** Begin Data for the task **
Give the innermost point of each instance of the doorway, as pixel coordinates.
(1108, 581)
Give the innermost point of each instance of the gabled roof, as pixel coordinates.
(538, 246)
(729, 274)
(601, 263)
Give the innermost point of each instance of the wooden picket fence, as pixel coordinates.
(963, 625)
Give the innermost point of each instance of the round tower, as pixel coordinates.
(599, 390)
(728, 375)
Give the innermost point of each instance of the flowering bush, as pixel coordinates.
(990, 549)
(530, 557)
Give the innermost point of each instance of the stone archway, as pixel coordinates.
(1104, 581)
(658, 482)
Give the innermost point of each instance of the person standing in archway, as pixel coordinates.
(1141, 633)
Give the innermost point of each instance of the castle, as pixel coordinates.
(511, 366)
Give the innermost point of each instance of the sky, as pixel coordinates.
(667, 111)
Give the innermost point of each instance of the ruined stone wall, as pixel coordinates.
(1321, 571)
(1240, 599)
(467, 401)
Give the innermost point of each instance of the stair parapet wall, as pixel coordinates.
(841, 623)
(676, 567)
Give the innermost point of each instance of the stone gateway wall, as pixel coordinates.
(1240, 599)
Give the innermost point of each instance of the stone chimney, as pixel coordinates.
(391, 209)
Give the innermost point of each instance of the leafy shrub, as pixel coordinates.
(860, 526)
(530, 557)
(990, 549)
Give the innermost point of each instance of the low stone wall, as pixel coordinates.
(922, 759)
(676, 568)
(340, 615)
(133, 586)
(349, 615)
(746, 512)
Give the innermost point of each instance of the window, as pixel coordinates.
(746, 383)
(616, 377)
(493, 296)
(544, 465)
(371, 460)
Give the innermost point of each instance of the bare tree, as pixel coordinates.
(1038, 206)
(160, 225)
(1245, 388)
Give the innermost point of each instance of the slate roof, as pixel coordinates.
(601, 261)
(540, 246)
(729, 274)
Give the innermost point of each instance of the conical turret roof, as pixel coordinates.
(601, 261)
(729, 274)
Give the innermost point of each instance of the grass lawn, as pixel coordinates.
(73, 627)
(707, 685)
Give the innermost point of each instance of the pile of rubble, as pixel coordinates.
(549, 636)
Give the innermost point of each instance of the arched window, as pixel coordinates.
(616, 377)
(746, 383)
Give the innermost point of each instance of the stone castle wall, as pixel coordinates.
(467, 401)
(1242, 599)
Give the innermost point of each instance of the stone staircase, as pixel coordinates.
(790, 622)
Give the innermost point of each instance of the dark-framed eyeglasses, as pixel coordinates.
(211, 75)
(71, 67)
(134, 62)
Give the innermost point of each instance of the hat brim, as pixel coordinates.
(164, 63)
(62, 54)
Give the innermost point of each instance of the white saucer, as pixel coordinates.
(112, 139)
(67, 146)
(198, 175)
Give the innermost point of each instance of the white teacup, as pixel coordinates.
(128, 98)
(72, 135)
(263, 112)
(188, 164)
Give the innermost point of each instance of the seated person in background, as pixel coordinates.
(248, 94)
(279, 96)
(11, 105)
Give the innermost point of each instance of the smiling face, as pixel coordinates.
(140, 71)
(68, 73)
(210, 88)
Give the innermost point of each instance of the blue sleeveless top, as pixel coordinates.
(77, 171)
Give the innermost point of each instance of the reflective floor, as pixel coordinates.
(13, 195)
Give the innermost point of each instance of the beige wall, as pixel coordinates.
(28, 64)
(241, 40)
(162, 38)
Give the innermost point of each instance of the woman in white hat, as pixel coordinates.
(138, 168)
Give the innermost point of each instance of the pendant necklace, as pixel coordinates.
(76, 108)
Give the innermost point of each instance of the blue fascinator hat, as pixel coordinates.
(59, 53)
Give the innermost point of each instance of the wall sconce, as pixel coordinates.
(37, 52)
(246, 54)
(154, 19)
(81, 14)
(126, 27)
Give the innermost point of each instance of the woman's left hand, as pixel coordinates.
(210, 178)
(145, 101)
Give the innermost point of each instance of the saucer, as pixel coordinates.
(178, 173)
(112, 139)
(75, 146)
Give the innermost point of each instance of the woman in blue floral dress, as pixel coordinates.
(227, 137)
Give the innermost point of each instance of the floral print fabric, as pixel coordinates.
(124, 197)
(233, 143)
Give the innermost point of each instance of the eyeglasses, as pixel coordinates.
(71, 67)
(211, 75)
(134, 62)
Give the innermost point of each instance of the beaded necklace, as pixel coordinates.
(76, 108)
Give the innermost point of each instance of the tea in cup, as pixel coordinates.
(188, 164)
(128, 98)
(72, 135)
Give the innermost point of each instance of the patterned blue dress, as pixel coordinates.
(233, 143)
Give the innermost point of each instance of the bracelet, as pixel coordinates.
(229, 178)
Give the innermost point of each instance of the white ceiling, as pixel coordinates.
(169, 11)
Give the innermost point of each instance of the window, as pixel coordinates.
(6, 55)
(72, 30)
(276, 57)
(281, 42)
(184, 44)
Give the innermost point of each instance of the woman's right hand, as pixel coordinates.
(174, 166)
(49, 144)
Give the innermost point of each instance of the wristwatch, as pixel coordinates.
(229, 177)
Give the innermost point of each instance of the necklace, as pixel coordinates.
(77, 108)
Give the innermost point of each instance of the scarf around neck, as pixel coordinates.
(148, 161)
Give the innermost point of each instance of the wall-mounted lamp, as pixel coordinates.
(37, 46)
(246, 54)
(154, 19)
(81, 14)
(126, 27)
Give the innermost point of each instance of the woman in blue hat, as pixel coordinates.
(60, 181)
** End Data for the task **
Show the data once more, exactly as it was written.

Give the innermost point of each instance of the doorway, as pixel coordinates.
(1108, 581)
Give the innermost point of each instance of the gabled roof, as pixel coordinates.
(538, 246)
(729, 274)
(601, 263)
Give the innermost point of each instance of the wooden picket fence, as pixel coordinates.
(963, 625)
Give the innermost point of each instance of the round tower, as pixel coordinates.
(599, 390)
(728, 375)
Give the innermost point of each instance of the flowering bush, as pixel coordinates.
(990, 549)
(530, 557)
Give the innermost point of each instance of the stone archway, as pixel coordinates.
(1104, 581)
(658, 482)
Give the innermost point of each instance of the person standing in archway, as pixel coordinates.
(1141, 633)
Give the innermost point of each instance of the castle, as pixel coordinates.
(511, 366)
Give the innermost point of each instance of the sky, as pixel coordinates.
(667, 111)
Give the innermost point of each instance of the ruined stone wall, as pixel coordinates.
(1321, 571)
(1240, 599)
(467, 401)
Give the innermost point of each instance of the stair parapet wall, as pixel coordinates.
(841, 623)
(676, 567)
Give the innermost point of each instance of the stone gateway wall, as pixel coordinates.
(1240, 599)
Give the innermost point of each instance of the stone chimney, as pixel coordinates.
(391, 209)
Give the innermost point of each instance of the leafy shrub, as pixel coordinates.
(860, 526)
(530, 557)
(990, 549)
Give the innermost point of each instance of the low stone wall, as pixel coordinates.
(922, 759)
(676, 568)
(340, 615)
(133, 586)
(349, 615)
(746, 512)
Give the innermost point of each instance of the window, as pixel coordinates.
(746, 383)
(616, 377)
(493, 296)
(544, 465)
(371, 460)
Give the innermost point of each instance of the bare tree, as pixel coordinates.
(1038, 206)
(160, 225)
(1245, 388)
Give the innermost point of each instance of the slate roof, as pixel coordinates.
(601, 261)
(540, 246)
(729, 274)
Give the innermost point of each instance of the conical turret roof, as pixel coordinates.
(601, 261)
(729, 274)
Give the innermost point of each instance of the grass lawn, as pixel coordinates.
(73, 627)
(707, 685)
Give the innermost point of each instance of the pile of rubble, as pixel coordinates.
(549, 636)
Give the innermost point of each instance of the arched window, as pixel coordinates.
(616, 377)
(746, 383)
Give the innermost point of each instance of the stone castle wall, as pixel coordinates.
(467, 401)
(1242, 599)
Give the innermost point of each instance of the stone staircase, as pixel coordinates.
(790, 622)
Give the innermost point of each instance of the dark-framed eyeglasses, as pixel coordinates.
(211, 75)
(71, 67)
(134, 62)
Give the innermost point of each instance of the hat brim, as pixel coordinates.
(164, 63)
(62, 54)
Give the innermost point of each instance of the white saucer, as pixel coordinates.
(112, 139)
(67, 146)
(198, 175)
Give the innermost point of each instance of the white teacup, as pixel coordinates.
(128, 98)
(72, 135)
(263, 112)
(188, 164)
Give the innermost point of each instance of the seated person in background, as pixel coordinates.
(248, 94)
(279, 96)
(11, 105)
Give the innermost point of each instance of the smiling face, as pixel coordinates.
(140, 71)
(68, 73)
(210, 88)
Give the innermost point of each instance of the blue sleeveless top, as pixel coordinates.
(77, 171)
Give the innermost point of each instance of the reflective floor, as pixel coordinates.
(13, 195)
Give the innermost point of each instance of the beige wall, as pixel coordinates.
(28, 64)
(241, 40)
(162, 38)
Give the innermost point of each instance of the woman in white hat, as pixel coordinates.
(138, 168)
Give the innermost point of each instance of the pendant necklace, as pixel coordinates.
(76, 108)
Give the innermost point of each instance of the blue fascinator hat, as pixel coordinates.
(59, 53)
Give the innermost point of each instance of the wall sconce, as pixel coordinates.
(37, 52)
(246, 54)
(154, 19)
(81, 14)
(126, 27)
Give the innermost point of each instance of the woman's left hand, as pixel coordinates.
(210, 178)
(145, 101)
Give the innermost point of each instance of the saucer, as pixel coordinates.
(178, 173)
(112, 139)
(75, 146)
Give the innermost point of each instance of the woman in blue floral dress, as pixel coordinates.
(227, 137)
Give the innermost point of each instance of the floral print fabric, as pixel coordinates.
(124, 197)
(233, 143)
Give the innermost point of each instance of the eyeglasses, as pixel coordinates.
(71, 67)
(211, 75)
(134, 62)
Give the innermost point of each instance of the beaded necklace, as pixel coordinates.
(76, 108)
Give the innermost point of each instance of the tea in cup, as pixel coordinates.
(188, 164)
(128, 98)
(72, 135)
Give the innermost point of each instance of the patterned blue dress, as pixel coordinates.
(233, 143)
Give the innermost point of each instance of the bracelet, as pixel coordinates.
(229, 178)
Give the innermost point of each instance of the white ceiling, as pixel coordinates.
(169, 11)
Give the innermost point of each instance of the window, as pixel coordinates.
(6, 55)
(72, 30)
(276, 57)
(281, 42)
(184, 44)
Give the innermost point of each instance of the woman's right hand, as pixel coordinates.
(174, 166)
(49, 144)
Give the innermost point of each instance of the wristwatch, as pixel coordinates.
(229, 177)
Give the innermost point of each instance of the necklace, as pixel coordinates.
(77, 108)
Give the innermost point of each instance of the scarf around neck, as pixel coordinates.
(148, 161)
Give the innermost point of each instance of the wall-mounted lamp, as pixel coordinates.
(37, 46)
(246, 54)
(154, 19)
(81, 14)
(126, 27)
Give the innermost point of each instance of the woman in blue hat, as pixel coordinates.
(60, 181)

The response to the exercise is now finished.